_Excerpt_:

--

## ParthKohli one year ago Hey.

1. ParthKohli

Why is the number of solutions to the following equation:$x_1 + x_2 + \cdots + x_k=n$given $$a_i <x_i < b_i$$ equal to the coefficient of $$x^{n}$$ in the expansion of$\prod_{i=1}^{n} \sum_{k=a_i}^{b_i}x^{k}$

2. imqwerty

number of solutions =$x_{i}$?

3. ParthKohli

Number of solutions = ordered pairs.

4. ParthKohli

@ganeshie8

5. ParthKohli

yeah

6. ParthKohli

ah, kinda makes sense to me now.

7. imqwerty

ahhgh that given expression is so bad..

8. ParthKohli

I understood why. Now as an example if we want to calculate solutions of$x_1 + x_2 +x_3=20$subject to $$x_i \ge -3$$ then$(x^{-3} + x^{-2} + \cdots + x^{26})^3$coefficient of $$x^{20}$$

9. ParthKohli

$\left(x^{-3}\cdot \left(\frac{1 - x^{30}}{1 - x}\right)\right)^{3}$

10. ParthKohli

^ how do we calculate the coefficient of $$x^{20}$$ in that?

11. imqwerty

i didn't get that 2nd step? (x^-3 +x^-2..x^26)^3

12. ParthKohli

ah, the lower restriction is given to us: $$x_1, x_2, x_3 \ge -3$$ since their sum is $$20$$, the max. value any of them can take is $$26$$ (if and only if the other two are -3) thus $$-3 \le x_i \le 26$$

13. ParthKohli

now refer to the above identity

14. imqwerty

:o ok now i get the ques :)

15. ParthKohli

but how do we calculate the coefficient? :(

16. ParthKohli

ah, since $$1 -x^{30}$$ cannot generate $$x^{20}$$ we can remove that and find the coefficient of $$x^{20}$$ in $$x^{-9} \cdot \dfrac{1}{(1-x)^3}$$

17. ParthKohli

I'm not sure about the above step... can you confirm it?

18. imqwerty

wait what was that equation where did it go? http://prntscr.com/8nkh3q

19. ParthKohli

maybe there are displaying problems... refresh?

20. ganeshie8

generating functions

--

_Given data_:

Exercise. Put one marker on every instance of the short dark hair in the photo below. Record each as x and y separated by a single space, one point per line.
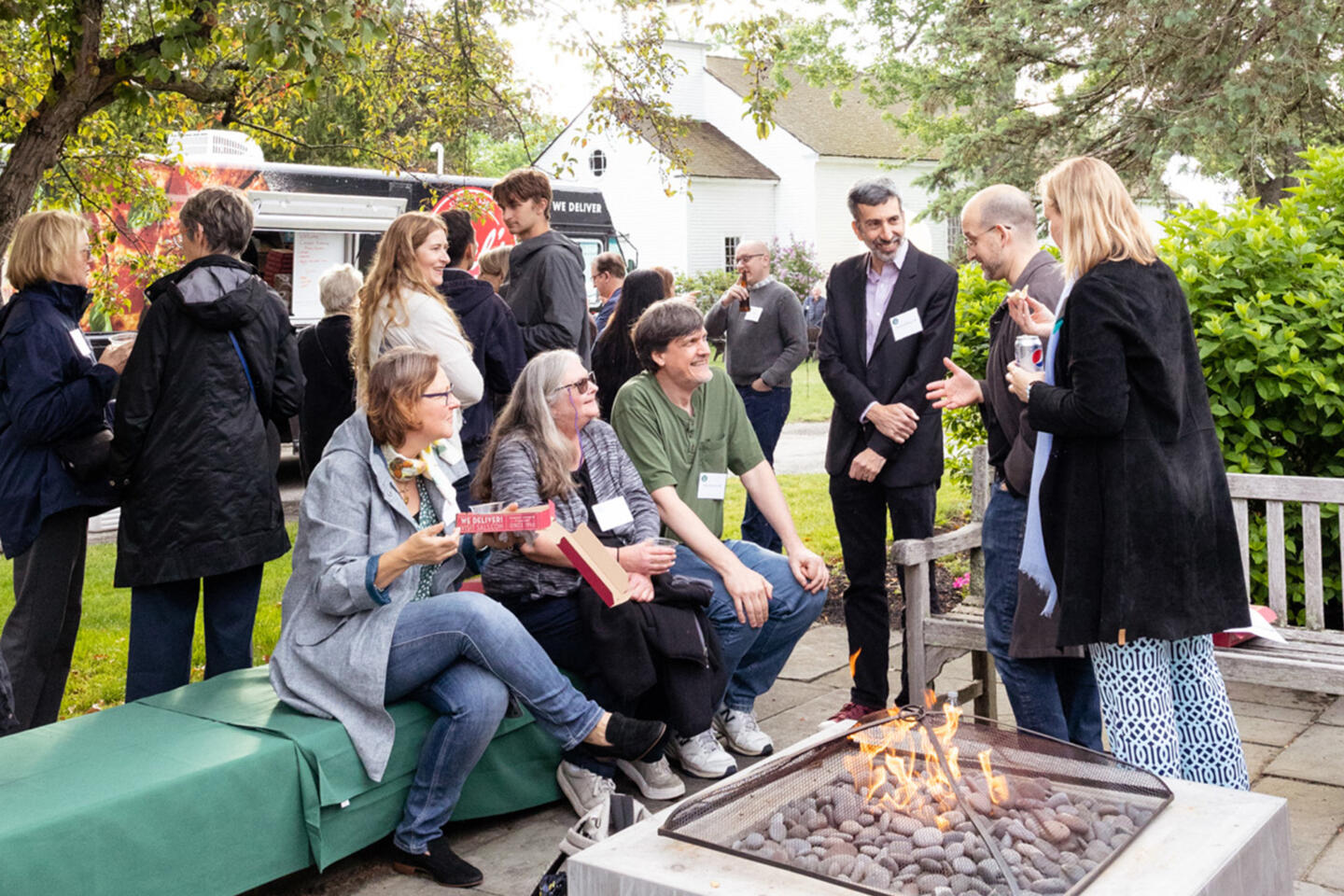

--

_Job_: In the forum thread on counting solutions, why does the example with x_1 + x_2 + x_3 = 20 run the sum of powers only up to x^26? Explain in one to three sentences.

_Written response_: Each of the three values must be at least -3, and together they add to 20. So one of them reaches its largest possible value, 26, only when the other two are both -3, which makes every value lie between -3 and 26.